[The records Boundary: Start]
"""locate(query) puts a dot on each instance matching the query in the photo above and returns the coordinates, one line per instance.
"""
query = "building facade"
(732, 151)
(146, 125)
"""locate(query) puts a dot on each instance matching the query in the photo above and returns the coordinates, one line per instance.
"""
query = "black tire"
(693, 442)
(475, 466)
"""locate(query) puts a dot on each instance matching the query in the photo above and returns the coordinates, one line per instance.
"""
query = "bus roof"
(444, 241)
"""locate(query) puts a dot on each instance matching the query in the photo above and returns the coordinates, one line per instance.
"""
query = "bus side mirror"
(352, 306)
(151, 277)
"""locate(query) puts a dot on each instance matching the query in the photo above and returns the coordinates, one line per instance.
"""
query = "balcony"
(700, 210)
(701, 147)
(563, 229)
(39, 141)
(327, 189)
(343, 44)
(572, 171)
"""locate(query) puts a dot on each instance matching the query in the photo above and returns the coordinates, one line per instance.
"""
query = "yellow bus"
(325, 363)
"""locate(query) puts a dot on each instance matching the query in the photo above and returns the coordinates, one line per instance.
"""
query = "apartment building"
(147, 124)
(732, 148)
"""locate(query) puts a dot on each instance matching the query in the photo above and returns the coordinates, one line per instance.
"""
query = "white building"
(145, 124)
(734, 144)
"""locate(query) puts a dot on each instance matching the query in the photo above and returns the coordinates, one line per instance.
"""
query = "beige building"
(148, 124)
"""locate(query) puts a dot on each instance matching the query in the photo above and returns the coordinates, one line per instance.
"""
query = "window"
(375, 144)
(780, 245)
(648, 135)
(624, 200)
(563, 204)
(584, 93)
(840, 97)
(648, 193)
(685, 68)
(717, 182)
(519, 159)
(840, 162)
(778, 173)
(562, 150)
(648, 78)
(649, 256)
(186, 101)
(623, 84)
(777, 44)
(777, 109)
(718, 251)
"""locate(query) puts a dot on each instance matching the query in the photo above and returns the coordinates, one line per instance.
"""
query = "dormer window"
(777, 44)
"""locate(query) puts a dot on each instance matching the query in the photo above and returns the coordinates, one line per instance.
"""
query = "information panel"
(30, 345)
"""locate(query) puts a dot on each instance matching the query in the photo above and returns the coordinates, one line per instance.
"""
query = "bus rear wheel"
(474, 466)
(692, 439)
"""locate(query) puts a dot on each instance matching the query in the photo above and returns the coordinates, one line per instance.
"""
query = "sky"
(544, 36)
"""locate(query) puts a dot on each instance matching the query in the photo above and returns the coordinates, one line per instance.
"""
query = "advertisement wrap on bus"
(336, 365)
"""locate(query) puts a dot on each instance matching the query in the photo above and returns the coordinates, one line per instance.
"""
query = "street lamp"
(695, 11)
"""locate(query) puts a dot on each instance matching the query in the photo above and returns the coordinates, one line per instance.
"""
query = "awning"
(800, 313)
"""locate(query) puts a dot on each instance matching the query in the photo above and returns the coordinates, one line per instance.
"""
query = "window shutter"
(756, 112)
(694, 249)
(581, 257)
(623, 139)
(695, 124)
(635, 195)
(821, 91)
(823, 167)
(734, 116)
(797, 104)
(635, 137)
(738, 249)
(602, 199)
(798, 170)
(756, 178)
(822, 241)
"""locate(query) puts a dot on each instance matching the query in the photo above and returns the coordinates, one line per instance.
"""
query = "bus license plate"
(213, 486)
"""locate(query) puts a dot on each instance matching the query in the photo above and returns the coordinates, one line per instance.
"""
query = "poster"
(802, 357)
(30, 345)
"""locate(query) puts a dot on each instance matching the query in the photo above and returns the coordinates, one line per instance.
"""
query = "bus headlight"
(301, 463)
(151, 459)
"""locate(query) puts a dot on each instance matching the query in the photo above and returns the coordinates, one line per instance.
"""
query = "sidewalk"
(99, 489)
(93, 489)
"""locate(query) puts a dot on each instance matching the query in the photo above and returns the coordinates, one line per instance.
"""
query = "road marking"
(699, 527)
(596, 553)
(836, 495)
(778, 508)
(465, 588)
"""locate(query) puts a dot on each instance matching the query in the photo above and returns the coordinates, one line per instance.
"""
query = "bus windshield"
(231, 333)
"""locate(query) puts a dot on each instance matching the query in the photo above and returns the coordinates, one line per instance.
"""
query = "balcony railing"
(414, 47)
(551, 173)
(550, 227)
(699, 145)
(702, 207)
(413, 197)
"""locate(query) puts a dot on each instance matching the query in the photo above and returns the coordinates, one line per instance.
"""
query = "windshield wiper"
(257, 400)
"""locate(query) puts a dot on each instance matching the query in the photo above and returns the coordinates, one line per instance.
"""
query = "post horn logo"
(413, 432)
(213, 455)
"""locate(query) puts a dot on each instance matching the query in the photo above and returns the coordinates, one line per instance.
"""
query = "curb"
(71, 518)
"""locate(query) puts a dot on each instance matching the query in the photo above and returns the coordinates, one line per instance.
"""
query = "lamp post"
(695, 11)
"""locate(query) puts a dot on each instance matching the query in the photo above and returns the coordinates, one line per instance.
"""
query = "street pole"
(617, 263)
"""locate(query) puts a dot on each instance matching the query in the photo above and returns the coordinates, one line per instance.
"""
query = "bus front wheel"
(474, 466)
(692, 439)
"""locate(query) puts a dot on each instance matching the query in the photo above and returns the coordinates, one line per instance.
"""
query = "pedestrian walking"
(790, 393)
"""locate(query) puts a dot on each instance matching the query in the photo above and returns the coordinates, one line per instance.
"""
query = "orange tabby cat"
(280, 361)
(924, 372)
[The records Boundary: End]
## Exercise directions
Print all the data exactly.

## The answer
"""locate(query) puts a dot on each instance matching the query in the photo above and returns the coordinates, one line per instance.
"""
query = "building facade"
(732, 151)
(146, 125)
"""locate(query) puts a dot on each instance matching the query in the photo above and returns the coordinates, one line per instance.
"""
query = "black tire"
(693, 442)
(475, 466)
"""locate(query) puts a dot on each instance matching the query in the photo above and returns the coordinates, one line per instance.
"""
query = "bus roof"
(444, 241)
"""locate(query) puts a dot on each instance matching the query in the photo above and returns the coordinates, one line per instance.
"""
query = "bus side mirror"
(352, 306)
(151, 277)
"""locate(query) puts a dot on each instance matching the query in the photo above and returns the coordinates, one line per instance.
"""
query = "balcony"
(700, 210)
(701, 147)
(563, 229)
(39, 141)
(327, 189)
(343, 44)
(572, 171)
"""locate(query) puts a dot on each instance matching the query in the photo above and returns the coordinates, one line per instance.
"""
query = "yellow bus"
(325, 363)
"""locate(query) puts a dot on each instance matching the query in the photo above and returns the coordinates, one line per instance.
"""
query = "apartment building"
(147, 124)
(732, 148)
"""locate(query) puts a dot on each instance matching the query in the photo above and returns the coordinates, one line per instance.
"""
query = "white building"
(145, 124)
(734, 144)
"""locate(query) puts a dot on each instance matching the query in the photo above and returns the coordinates, one line per instance.
"""
query = "beige building"
(148, 124)
"""locate(query) puts a dot on each instance matching the query in the photo above and returns the coordinates, one line per instance.
"""
query = "window"
(375, 144)
(780, 245)
(648, 135)
(624, 200)
(563, 204)
(584, 93)
(840, 97)
(648, 193)
(685, 68)
(717, 182)
(519, 159)
(840, 162)
(778, 173)
(562, 150)
(648, 78)
(649, 256)
(186, 101)
(623, 84)
(777, 44)
(777, 109)
(718, 251)
"""locate(query) puts a dot on each instance matching the query in the photo above and returns the coordinates, one line per instance.
"""
query = "dormer window"
(777, 44)
"""locate(query) puts a dot on each instance matching the query in the photo above and returns the coordinates, one line per instance.
"""
query = "information panel"
(30, 345)
"""locate(query) puts a dot on each instance matching the query in the photo above and returns the coordinates, one line per instance.
"""
query = "bus rear wheel"
(474, 466)
(692, 439)
"""locate(query) puts a dot on each instance matching the query in the photo above and returns the coordinates, one line per instance.
"""
query = "sky"
(544, 36)
"""locate(query) puts a dot on each instance matching the query in the photo above and returns the coordinates, one line per instance.
"""
query = "advertisement wrap on bus"
(336, 365)
"""locate(query) puts a dot on each instance matching the query in the photo above and returns the coordinates, one line per instance.
"""
query = "street lamp"
(695, 11)
"""locate(query) puts a dot on each instance matching the query in the photo above and returns the coordinates, one line per instance.
"""
query = "awning"
(800, 313)
"""locate(query) puts a dot on each instance matching the query in the photo above and returns the coordinates, one line per instance.
"""
query = "window shutter"
(756, 112)
(694, 249)
(581, 257)
(623, 139)
(695, 124)
(635, 195)
(821, 91)
(823, 167)
(734, 116)
(797, 104)
(635, 137)
(738, 249)
(602, 199)
(798, 170)
(756, 178)
(822, 241)
"""locate(query) puts a dot on each instance matching the query in the photo above and returns the coordinates, one line per instance.
"""
query = "bus license plate"
(213, 486)
"""locate(query) puts a dot on each instance matching the query in the photo above and returns the coordinates, one line per instance.
"""
query = "poster"
(802, 357)
(30, 345)
"""locate(query) puts a dot on each instance matching the query in the photo above and returns the coordinates, one line per instance.
"""
query = "bus headlight"
(301, 463)
(151, 459)
"""locate(query) puts a dot on each instance matching the query in the photo above and returns the coordinates, one line per instance.
"""
query = "sidewalk"
(99, 489)
(93, 489)
"""locate(query) puts a dot on each instance matching the query in the photo above and returns the coordinates, one line per instance.
"""
query = "road marking"
(699, 527)
(596, 553)
(836, 495)
(778, 508)
(465, 588)
"""locate(query) puts a dot on each instance matching the query in the photo above and returns the coordinates, one line per instance.
"""
query = "bus windshield"
(231, 333)
"""locate(query) puts a dot on each instance matching the query in the photo above and returns the coordinates, one line per instance.
"""
query = "balcony railing"
(414, 47)
(551, 173)
(550, 227)
(699, 145)
(702, 207)
(413, 197)
"""locate(query) puts a dot on each instance matching the query in the photo above and returns the coordinates, one line per instance.
"""
query = "windshield wiper"
(257, 400)
"""locate(query) puts a dot on each instance matching the query in the photo above and returns the coordinates, one line per instance.
"""
query = "post horn logo"
(413, 432)
(213, 455)
"""locate(query) puts a dot on each instance matching the query in the photo above and returns the coordinates, one line per instance.
"""
query = "curb"
(71, 518)
"""locate(query) puts a dot on each instance matching the query in the photo above and returns the coordinates, one line per instance.
"""
query = "lamp post"
(695, 11)
"""locate(query) puts a dot on each instance matching the query in the photo above and returns the coordinates, one line per instance.
"""
query = "street pole"
(617, 263)
"""locate(query) puts a dot on each instance matching the query in the photo above and returns the coordinates, one line per instance.
"""
query = "bus front wheel"
(474, 466)
(692, 439)
"""locate(query) puts a dot on each instance matching the query in the photo above and returns the coordinates, one line per instance.
"""
query = "pedestrian walking"
(790, 393)
"""locate(query) puts a dot on each instance matching the query in the photo above and returns the coordinates, one line per instance.
"""
query = "orange tabby cat"
(280, 361)
(924, 372)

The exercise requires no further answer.